### TASK OBJECTIVE:
If a line of the material contains "palm", copy it.

### EXERCISE INPUTS:

[Start of Attachment]

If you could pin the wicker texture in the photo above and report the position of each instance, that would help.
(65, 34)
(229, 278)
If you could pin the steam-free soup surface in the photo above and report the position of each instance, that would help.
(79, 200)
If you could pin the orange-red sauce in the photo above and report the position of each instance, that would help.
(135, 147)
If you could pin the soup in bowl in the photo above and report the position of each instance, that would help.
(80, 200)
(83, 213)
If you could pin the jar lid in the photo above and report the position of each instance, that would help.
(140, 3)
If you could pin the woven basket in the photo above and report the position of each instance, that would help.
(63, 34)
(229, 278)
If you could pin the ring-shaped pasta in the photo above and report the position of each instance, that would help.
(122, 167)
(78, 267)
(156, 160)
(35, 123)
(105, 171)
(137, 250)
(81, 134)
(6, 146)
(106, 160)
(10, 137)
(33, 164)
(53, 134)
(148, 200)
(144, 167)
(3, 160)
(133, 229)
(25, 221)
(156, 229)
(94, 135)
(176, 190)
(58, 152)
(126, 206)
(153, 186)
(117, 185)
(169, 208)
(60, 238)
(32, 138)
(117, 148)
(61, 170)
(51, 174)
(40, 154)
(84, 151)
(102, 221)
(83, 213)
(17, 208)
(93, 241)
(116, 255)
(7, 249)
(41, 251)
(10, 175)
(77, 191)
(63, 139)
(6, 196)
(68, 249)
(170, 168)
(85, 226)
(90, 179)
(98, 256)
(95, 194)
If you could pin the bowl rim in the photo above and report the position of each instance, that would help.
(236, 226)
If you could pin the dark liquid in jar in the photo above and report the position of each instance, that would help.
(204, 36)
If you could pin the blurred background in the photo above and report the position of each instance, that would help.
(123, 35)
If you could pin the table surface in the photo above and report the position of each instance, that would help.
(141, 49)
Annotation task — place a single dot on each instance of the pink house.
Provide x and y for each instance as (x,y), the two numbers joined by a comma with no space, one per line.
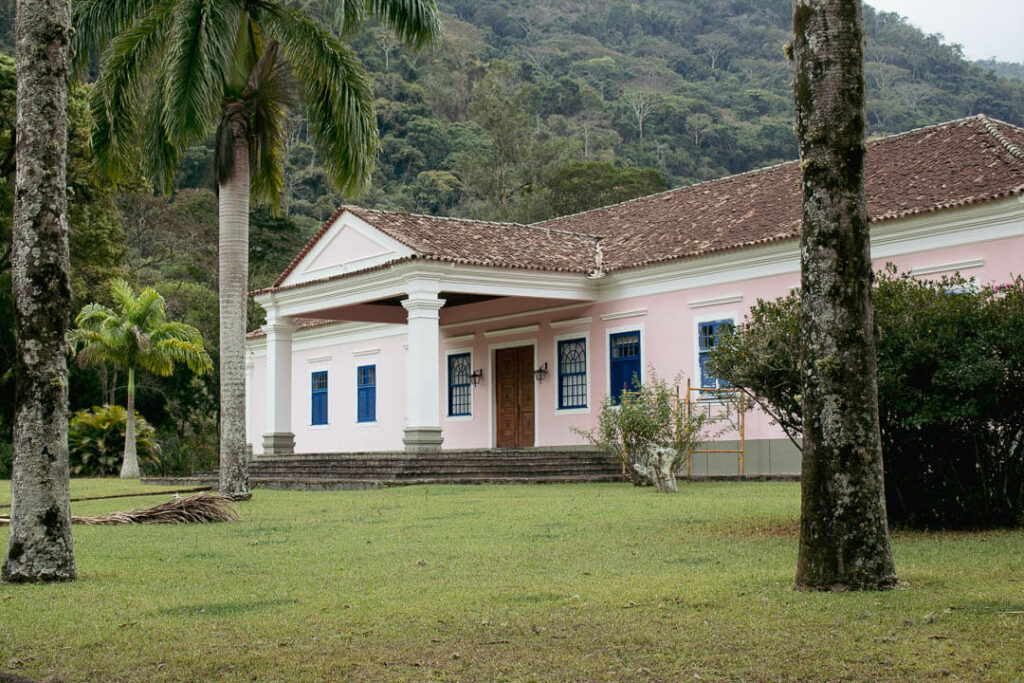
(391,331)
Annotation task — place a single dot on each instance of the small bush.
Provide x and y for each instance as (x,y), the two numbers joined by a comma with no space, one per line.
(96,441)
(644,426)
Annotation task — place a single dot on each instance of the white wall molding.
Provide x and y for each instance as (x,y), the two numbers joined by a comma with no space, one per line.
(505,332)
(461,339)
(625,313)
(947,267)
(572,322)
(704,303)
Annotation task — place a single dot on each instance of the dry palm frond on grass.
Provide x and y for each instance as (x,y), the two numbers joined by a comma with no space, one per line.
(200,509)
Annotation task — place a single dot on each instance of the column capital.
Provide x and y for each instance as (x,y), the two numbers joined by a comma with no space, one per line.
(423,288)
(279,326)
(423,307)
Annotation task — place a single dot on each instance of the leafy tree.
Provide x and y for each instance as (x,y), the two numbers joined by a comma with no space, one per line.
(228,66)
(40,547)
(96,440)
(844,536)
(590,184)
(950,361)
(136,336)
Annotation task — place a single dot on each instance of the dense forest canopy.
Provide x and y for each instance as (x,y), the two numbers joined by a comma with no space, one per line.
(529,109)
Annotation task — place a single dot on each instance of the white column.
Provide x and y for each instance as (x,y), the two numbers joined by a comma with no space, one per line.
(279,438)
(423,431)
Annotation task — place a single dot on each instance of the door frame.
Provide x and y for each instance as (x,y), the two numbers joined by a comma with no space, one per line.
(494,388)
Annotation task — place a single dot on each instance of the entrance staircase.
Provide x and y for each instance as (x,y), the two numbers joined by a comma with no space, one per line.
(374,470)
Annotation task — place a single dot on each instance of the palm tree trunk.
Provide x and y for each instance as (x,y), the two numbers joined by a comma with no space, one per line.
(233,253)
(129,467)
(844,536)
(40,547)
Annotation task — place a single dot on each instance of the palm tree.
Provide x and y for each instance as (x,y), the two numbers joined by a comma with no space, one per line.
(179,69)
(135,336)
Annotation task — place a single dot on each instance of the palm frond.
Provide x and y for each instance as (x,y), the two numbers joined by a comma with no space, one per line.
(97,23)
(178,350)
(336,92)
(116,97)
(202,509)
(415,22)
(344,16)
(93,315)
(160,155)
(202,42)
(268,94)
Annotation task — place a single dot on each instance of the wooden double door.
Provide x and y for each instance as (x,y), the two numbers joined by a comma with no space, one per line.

[End of Attachment]
[Start of Attachment]

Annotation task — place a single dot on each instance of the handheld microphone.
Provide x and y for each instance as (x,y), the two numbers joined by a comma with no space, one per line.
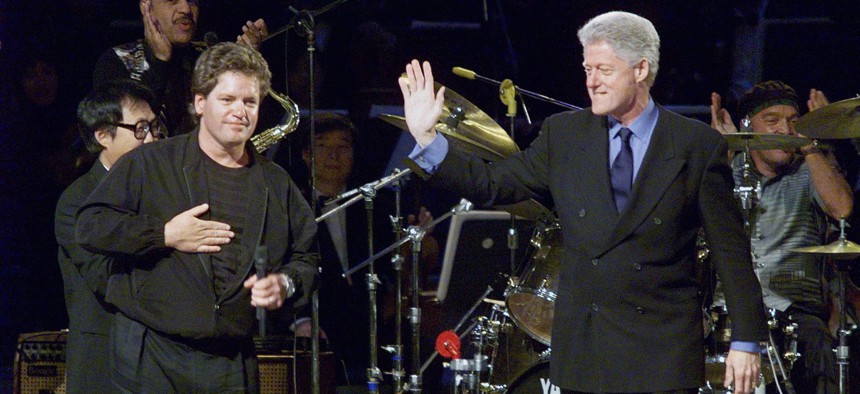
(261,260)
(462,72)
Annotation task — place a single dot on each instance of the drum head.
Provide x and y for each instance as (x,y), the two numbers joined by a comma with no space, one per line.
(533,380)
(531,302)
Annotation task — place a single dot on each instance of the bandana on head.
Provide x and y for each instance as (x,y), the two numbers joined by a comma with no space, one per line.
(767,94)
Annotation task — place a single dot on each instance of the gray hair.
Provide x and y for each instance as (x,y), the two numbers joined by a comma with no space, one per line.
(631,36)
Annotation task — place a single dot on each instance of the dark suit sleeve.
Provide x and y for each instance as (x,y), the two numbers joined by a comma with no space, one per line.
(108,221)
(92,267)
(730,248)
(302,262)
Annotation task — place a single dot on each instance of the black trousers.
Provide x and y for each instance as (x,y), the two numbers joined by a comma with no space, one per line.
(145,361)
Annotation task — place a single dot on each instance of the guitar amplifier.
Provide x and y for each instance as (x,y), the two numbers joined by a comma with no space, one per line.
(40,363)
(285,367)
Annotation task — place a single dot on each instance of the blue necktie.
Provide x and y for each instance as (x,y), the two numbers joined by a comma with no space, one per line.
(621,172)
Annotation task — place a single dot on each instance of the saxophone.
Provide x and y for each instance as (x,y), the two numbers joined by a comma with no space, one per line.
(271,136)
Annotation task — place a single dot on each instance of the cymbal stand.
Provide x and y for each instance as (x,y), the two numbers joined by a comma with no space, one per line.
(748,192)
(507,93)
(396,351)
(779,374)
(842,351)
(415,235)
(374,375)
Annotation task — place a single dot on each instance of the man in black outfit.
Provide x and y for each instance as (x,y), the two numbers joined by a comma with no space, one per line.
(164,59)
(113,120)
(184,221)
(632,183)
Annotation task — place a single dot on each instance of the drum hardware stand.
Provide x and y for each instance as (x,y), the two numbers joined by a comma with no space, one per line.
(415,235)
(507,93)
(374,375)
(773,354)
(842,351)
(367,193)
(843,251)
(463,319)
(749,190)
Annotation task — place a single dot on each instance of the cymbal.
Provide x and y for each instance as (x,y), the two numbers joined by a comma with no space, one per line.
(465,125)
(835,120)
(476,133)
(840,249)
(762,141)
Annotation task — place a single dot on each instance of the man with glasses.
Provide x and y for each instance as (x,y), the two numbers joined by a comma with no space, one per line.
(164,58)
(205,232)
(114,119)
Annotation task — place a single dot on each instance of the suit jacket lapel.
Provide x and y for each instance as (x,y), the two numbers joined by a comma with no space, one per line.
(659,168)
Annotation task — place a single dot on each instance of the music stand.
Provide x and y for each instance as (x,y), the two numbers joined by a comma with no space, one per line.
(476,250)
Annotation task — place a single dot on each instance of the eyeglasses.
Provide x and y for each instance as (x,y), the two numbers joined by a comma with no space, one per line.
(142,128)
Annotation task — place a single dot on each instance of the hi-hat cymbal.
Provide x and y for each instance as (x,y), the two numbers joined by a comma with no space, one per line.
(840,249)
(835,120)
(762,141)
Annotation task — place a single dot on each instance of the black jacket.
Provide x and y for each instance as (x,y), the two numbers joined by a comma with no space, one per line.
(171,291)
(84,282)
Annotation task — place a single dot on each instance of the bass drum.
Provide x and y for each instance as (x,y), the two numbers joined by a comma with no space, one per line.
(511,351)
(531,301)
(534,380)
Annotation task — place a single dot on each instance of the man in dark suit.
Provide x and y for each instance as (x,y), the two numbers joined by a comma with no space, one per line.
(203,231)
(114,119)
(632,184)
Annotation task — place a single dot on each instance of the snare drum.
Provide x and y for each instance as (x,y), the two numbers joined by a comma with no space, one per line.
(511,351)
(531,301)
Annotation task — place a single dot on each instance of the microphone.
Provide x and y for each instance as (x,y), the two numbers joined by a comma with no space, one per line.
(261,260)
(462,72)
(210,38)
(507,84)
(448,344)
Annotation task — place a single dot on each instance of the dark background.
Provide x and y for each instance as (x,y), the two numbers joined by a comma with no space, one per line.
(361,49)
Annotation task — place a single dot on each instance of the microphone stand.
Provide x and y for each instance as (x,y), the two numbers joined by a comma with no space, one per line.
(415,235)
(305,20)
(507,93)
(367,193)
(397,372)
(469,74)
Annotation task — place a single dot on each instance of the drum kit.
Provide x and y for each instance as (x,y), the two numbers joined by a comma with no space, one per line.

[End of Attachment]

### OUTPUT BELOW:
Annotation task — place a single dot on each instance of the dry palm frond on grass.
Annotation task — place a single dot on each instance of the palm tree trunk.
Annotation task — place a single dot on each instance of the palm tree.
Annotation task — place a single dot on each instance of the palm frond.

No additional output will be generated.